REQUIRED TASK | Every record below is to be retyped exactly.

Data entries
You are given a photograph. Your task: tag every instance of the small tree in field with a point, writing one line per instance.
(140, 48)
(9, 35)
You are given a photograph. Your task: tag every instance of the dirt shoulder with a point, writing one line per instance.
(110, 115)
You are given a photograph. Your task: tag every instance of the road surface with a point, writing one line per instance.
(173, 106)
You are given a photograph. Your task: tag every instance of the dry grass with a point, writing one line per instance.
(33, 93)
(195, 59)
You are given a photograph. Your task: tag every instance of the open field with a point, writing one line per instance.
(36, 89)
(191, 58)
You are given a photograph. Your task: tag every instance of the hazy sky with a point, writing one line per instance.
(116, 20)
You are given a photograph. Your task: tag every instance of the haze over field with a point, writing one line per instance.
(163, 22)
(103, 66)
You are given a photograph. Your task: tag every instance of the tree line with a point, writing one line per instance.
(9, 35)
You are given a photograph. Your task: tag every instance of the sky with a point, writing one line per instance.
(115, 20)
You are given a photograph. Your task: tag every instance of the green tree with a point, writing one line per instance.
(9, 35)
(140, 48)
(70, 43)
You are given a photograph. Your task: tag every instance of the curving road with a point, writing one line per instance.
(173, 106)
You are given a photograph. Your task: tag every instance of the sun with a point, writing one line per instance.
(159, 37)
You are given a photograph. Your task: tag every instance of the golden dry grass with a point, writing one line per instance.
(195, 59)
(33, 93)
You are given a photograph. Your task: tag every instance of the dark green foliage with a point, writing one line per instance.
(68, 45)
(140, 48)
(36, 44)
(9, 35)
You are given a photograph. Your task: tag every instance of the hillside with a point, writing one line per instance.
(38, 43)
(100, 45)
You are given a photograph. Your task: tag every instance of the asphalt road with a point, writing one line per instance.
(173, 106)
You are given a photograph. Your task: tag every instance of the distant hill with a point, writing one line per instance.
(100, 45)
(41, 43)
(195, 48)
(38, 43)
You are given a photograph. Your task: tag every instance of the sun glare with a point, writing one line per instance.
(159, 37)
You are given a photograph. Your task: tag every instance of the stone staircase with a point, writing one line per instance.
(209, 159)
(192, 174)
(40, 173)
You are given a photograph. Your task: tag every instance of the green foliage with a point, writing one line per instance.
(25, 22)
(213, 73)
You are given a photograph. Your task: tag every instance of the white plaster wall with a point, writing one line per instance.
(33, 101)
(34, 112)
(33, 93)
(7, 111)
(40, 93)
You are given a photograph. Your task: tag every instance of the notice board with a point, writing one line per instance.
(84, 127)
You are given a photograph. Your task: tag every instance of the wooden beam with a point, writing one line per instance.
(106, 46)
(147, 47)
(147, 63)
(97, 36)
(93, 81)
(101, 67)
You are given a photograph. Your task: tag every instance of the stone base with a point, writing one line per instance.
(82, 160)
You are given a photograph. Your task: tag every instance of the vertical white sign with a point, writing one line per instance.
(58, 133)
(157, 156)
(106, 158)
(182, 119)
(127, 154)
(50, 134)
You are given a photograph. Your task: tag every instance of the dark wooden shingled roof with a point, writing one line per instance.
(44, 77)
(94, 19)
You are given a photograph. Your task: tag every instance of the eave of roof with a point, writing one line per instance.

COMPLETE RESPONSE |
You are given a photograph. Your task: tag every instance of the small tree in field with a point, writing one line per instance.
(140, 48)
(9, 35)
You are given a photograph. Your task: tag every instance of the dirt shoulder with a point, writing one line per instance.
(110, 115)
You are given a photograph. Your task: tag every instance of the road surface with a point, writing one line per instance.
(173, 106)
You are given a photograph. Your task: tag every instance of the dry grass with a point, writing one line per instance.
(33, 93)
(195, 59)
You are given a photograph. Your task: tag every instance of the open field with a point, writing one line per instance.
(36, 89)
(191, 58)
You are given a photograph. Your task: tag every instance of the hazy sky with a point, writing one line per instance.
(116, 20)
You are given a photograph. Your task: tag every instance of the haze over field with a point, writing one line per instance.
(163, 22)
(103, 66)
You are given a photograph. Your task: tag every instance of the tree line with a point, writing one line per instance.
(9, 35)
You are given a photograph. Your task: tag every instance of the sky with a point, writing one line per instance.
(115, 20)
You are given a photograph. Your task: tag every instance of the green tree with a point, writing one line per instance.
(9, 35)
(140, 48)
(70, 43)
You are given a photograph. Your task: tag every instance of the curving road with a point, writing one line per instance.
(173, 106)
You are given a photograph. Your task: tag every instance of the sun with a point, writing one line per instance.
(159, 37)
You are given a photograph. Your task: tag every instance of the golden dry grass with a point, writing one line per instance.
(195, 59)
(33, 93)
You are given a photograph. Your task: tag every instance of the dark green foliage with a point, writing one line per instance.
(68, 45)
(140, 48)
(36, 44)
(9, 35)
You are given a photograph. Your task: tag every instance of the hillside with a point, writing one line per instance.
(38, 43)
(100, 45)
You are given a photograph. Your task: tag every instance of the asphalt road with a point, writing one line per instance.
(173, 106)
You are given a photograph. Your task: tag every instance of the distant hill with a point, writing one line per instance.
(100, 45)
(41, 43)
(195, 48)
(38, 43)
You are given a photograph. Your task: tag every instance of the sun glare with a point, writing one line per instance.
(159, 37)
You are given a photograph. Your task: tag every instance of the stone staircase with a point, writing one line per instance.
(209, 159)
(192, 174)
(40, 173)
You are given a photograph. Your task: tag every instance of the green foliage with a point, writing one line per instance.
(25, 22)
(213, 73)
You are given a photograph. Your task: tag every instance of the white plaster wall with a point, writing one line per instance.
(33, 101)
(34, 112)
(33, 93)
(7, 111)
(40, 93)
You are given a photograph. Your task: tag every instance of the notice board with a point, writing one line per instance.
(84, 127)
You are given a photograph. Your task: tag every instance of the wooden beam with a point, writing one line per instance.
(106, 46)
(147, 47)
(147, 63)
(97, 36)
(93, 81)
(101, 67)
You are given a photograph. Your task: tag every instance of the stone base with a point, writing one line per instance.
(82, 160)
You are given a photograph. Your task: tag every instance of the vertical white sign with a point, writing one line per instance.
(58, 133)
(157, 156)
(106, 158)
(182, 119)
(127, 154)
(50, 134)
You are given a photograph. Your task: tag every instance of the dark wooden shingled roof with a point, writing one line per instance.
(44, 77)
(94, 19)
You are given a photograph. Your task: tag every instance of the eave of roof with a point, writing one line per instance.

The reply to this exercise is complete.